• [Work instructions]:
Convert all of the items below into a JSON list of strings, one string per line, omitting any blank lines.

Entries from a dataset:
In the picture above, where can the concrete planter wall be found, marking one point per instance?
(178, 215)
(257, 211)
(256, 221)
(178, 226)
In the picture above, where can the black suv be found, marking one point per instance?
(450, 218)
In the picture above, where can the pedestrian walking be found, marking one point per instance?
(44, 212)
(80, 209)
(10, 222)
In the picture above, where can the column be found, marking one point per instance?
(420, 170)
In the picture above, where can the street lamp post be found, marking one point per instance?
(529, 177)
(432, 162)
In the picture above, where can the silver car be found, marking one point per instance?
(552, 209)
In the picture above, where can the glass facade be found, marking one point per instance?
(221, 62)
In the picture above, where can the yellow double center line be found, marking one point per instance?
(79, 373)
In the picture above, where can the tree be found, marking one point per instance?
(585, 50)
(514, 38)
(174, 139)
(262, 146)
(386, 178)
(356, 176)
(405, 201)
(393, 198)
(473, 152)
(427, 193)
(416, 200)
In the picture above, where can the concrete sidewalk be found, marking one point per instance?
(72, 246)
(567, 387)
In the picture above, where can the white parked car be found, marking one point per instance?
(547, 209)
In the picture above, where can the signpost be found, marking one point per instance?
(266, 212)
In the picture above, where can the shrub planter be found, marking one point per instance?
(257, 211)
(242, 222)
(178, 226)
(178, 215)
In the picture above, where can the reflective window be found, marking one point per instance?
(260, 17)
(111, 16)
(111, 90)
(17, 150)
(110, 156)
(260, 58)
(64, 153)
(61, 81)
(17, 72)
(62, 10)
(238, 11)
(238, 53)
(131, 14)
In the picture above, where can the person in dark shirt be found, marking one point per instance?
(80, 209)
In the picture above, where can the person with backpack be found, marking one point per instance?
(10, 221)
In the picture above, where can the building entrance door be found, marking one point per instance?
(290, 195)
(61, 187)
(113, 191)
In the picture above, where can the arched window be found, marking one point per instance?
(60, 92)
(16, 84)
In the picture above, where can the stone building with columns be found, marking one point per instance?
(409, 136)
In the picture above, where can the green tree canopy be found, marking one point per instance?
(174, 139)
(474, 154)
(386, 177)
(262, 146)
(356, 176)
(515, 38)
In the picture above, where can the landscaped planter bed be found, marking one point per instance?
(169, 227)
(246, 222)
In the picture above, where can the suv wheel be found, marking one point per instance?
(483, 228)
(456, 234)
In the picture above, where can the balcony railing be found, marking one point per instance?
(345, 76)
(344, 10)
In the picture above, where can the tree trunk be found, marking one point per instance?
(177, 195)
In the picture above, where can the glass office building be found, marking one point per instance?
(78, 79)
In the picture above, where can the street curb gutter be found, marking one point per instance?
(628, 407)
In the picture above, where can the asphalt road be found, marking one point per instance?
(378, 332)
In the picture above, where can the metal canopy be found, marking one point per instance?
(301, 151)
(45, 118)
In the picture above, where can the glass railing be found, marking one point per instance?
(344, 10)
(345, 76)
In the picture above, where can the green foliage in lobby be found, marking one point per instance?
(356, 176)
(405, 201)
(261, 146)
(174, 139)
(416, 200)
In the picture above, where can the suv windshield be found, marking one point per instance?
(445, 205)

• [Answer to this exercise]:
[
  "In the picture above, where can the concrete planter wall be found, marking one point per instance?",
  "(178, 215)",
  "(257, 211)",
  "(256, 221)",
  "(178, 226)",
  "In the picture above, where can the black suv be found, marking one point per instance?",
  "(450, 218)",
  "In the picture above, where can the pedestrian walking be found, marking one point per instance?",
  "(44, 212)",
  "(80, 209)",
  "(10, 222)",
  "In the picture above, where can the column be found, marking one point per instance?",
  "(420, 170)",
  "In the picture above, where can the street lamp post be found, marking one point per instance?",
  "(529, 177)",
  "(432, 162)",
  "In the picture above, where can the silver car be found, marking one point per instance?",
  "(552, 209)",
  "In the picture above, where can the glass facade be found, marking one point per instance?",
  "(221, 62)",
  "In the picture above, where can the yellow double center line be found, marking one point per instance?",
  "(79, 373)",
  "In the picture above, where can the tree be found, marking one point per instance?",
  "(585, 50)",
  "(514, 38)",
  "(174, 139)",
  "(262, 146)",
  "(386, 178)",
  "(356, 176)",
  "(405, 201)",
  "(393, 198)",
  "(473, 152)",
  "(427, 193)",
  "(416, 200)",
  "In the picture above, where can the concrete sidewalk be found, marking one point per instance?",
  "(72, 246)",
  "(567, 387)",
  "In the picture above, where can the white parked car be found, marking one point per instance?",
  "(547, 209)",
  "In the picture above, where can the signpost be found, marking one point per instance?",
  "(266, 212)",
  "In the picture above, where can the shrub planter be found, marking one point per instance?",
  "(257, 211)",
  "(242, 222)",
  "(178, 226)",
  "(178, 215)",
  "In the picture above, where can the reflective window be found, marking one point per instance?",
  "(260, 17)",
  "(111, 16)",
  "(111, 90)",
  "(17, 150)",
  "(110, 156)",
  "(260, 58)",
  "(64, 153)",
  "(61, 81)",
  "(17, 72)",
  "(62, 10)",
  "(238, 11)",
  "(238, 53)",
  "(131, 14)",
  "In the picture above, where can the person in dark shirt be found, marking one point per instance?",
  "(80, 209)",
  "In the picture above, where can the person with backpack be found, marking one point per instance?",
  "(10, 221)",
  "In the picture above, where can the building entrance door be found, marking one point per instance?",
  "(290, 195)",
  "(61, 187)",
  "(113, 191)",
  "In the picture above, where can the arched window be found, marking one point per instance?",
  "(60, 92)",
  "(16, 84)",
  "In the picture above, where can the stone building with columns be found, marking one point per instance?",
  "(409, 136)",
  "In the picture above, where can the green tree canopy be found, marking one point per instance?",
  "(174, 139)",
  "(474, 154)",
  "(386, 177)",
  "(262, 146)",
  "(356, 176)",
  "(515, 38)",
  "In the picture above, where can the landscaped planter bed be found, marking one point per instance?",
  "(169, 227)",
  "(246, 222)",
  "In the picture above, where can the suv wheel be found, marking one point per instance?",
  "(483, 228)",
  "(456, 234)",
  "In the picture above, where can the balcony railing be found, marking one point per instance?",
  "(345, 76)",
  "(344, 10)",
  "In the picture above, where can the tree trunk be found, marking one point per instance?",
  "(177, 195)",
  "In the picture above, where can the glass office building be found, marking one point per instance?",
  "(78, 79)",
  "In the picture above, where can the street curb gutter be found, marking one point per instance?",
  "(628, 407)",
  "In the picture above, where can the asphalt road be found, marking one point per instance?",
  "(378, 332)",
  "In the picture above, where can the metal canopy be found, marking one point per instance?",
  "(301, 151)",
  "(45, 118)",
  "In the picture above, where can the glass railing be found, marking one point per instance?",
  "(344, 10)",
  "(345, 76)",
  "In the picture above, where can the green foliage in lobby be found, marking one point per instance?",
  "(356, 176)",
  "(405, 201)",
  "(261, 146)",
  "(174, 139)",
  "(416, 200)",
  "In the picture above, where can the suv windshield be found, marking one point per instance?",
  "(445, 205)"
]